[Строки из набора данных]
▬▬▬▬▬▬▬▬▬▬

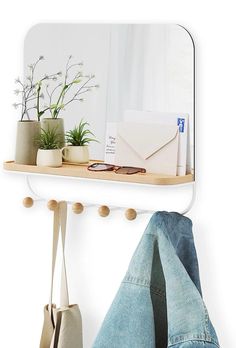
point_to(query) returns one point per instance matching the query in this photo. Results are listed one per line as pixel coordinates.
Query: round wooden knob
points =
(77, 208)
(130, 214)
(28, 202)
(103, 211)
(52, 204)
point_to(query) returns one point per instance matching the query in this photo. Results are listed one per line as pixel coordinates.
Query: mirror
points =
(142, 67)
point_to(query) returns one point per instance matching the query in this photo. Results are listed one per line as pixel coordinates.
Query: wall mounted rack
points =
(81, 171)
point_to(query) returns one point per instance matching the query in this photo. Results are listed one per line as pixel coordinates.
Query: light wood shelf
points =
(81, 171)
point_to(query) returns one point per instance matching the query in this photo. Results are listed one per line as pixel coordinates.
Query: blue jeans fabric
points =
(159, 303)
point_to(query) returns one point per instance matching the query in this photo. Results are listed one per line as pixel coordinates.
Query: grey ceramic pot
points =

▬▬▬▬▬▬▬▬▬▬

* Задание: Перепишите все записи, заменив «mirror» на «wall mirror» и сохранив всё остальное без изменений. Изображения в ответ не включайте.

* Готовое упражнение:
point_to(query) returns one point per instance matching the query in this photo. Results are listed one per line as pixel coordinates.
Query: round wooden knob
points =
(77, 208)
(130, 214)
(28, 202)
(103, 211)
(52, 204)
point_to(query) returns one point per instance matching the query in this photo. Results are listed one per line as pixel coordinates.
Query: wall mirror
points =
(142, 67)
point_to(query) returns one point per instance matching the query in this photo. Results are listed one per line as pixel coordinates.
Query: wall mounted rack
points =
(81, 171)
point_to(query) returns one point per instance matching the query in this photo. Results are listed one per line as pixel coordinates.
Query: light wood shelf
points =
(81, 171)
point_to(query) returns one point per instance matching the query in this photo. Results are listed one per line as pixel coordinates.
Query: blue jeans fabric
points =
(159, 303)
point_to(query) returns one point per instance matching the query in this photo. Results are listed one per line as pixel coordinates.
Query: grey ceramic pot
points =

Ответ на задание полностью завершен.